- [Exercise goal]: Output every one of the lines below as a numbered list, leaving out any blank lines.

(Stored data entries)
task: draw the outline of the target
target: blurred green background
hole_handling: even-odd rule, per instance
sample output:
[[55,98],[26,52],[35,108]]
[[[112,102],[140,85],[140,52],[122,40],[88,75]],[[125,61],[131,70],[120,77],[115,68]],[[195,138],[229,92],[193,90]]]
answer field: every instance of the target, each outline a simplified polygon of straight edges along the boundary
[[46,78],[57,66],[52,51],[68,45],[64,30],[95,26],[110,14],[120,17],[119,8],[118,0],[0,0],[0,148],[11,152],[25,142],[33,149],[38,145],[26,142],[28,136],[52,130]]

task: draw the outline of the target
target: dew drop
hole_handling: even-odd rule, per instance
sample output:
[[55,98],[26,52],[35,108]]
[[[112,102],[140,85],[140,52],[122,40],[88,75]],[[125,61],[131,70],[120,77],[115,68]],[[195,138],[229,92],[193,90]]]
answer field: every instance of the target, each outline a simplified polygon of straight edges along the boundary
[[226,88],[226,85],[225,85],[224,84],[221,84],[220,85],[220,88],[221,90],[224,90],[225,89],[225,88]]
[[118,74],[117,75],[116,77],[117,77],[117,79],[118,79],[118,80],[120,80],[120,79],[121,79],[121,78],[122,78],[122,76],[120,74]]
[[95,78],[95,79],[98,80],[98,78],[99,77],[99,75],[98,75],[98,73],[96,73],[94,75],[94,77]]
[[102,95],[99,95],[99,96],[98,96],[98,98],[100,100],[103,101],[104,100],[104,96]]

- [In response]:
1. task: draw the outline of the target
2. target: blurred green background
3. hole_handling: even-odd rule, per instance
4. sample output:
5. [[55,98],[26,52],[35,108]]
6. [[[112,102],[140,85],[140,52],[122,40],[88,75]],[[125,61],[131,70],[120,77],[115,68]],[[195,138],[229,92],[193,90]]]
7. answer field: every instance of the target, each outline a simplified polygon of straight edges along the boundary
8. [[46,78],[57,66],[52,51],[68,45],[64,30],[95,26],[110,14],[120,17],[119,8],[118,0],[0,0],[0,148],[11,152],[25,142],[33,149],[38,145],[26,142],[28,136],[52,130]]
9. task: draw the outline of the target
10. target: dew drop
11. hole_handling: even-odd rule, per instance
12. sample output:
13. [[55,98],[26,52],[35,108]]
14. [[[112,102],[140,85],[140,52],[122,40],[88,75]],[[125,61],[131,70],[120,77],[115,68]],[[195,138],[229,92],[193,90]]]
15. answer field: every instance of the target, each outline a simplified polygon of straight edges along the boundary
16. [[226,88],[226,85],[225,85],[224,84],[221,84],[220,85],[220,88],[221,90],[224,90],[225,89],[225,88]]
17. [[118,74],[117,75],[116,77],[117,77],[117,79],[118,79],[118,80],[120,80],[120,79],[121,79],[121,78],[122,78],[122,76],[120,74]]
18. [[95,78],[95,79],[98,80],[98,78],[99,77],[99,75],[98,75],[98,73],[96,73],[94,75],[94,77]]
19. [[102,95],[99,95],[99,96],[98,96],[98,98],[100,100],[103,101],[104,100],[104,96]]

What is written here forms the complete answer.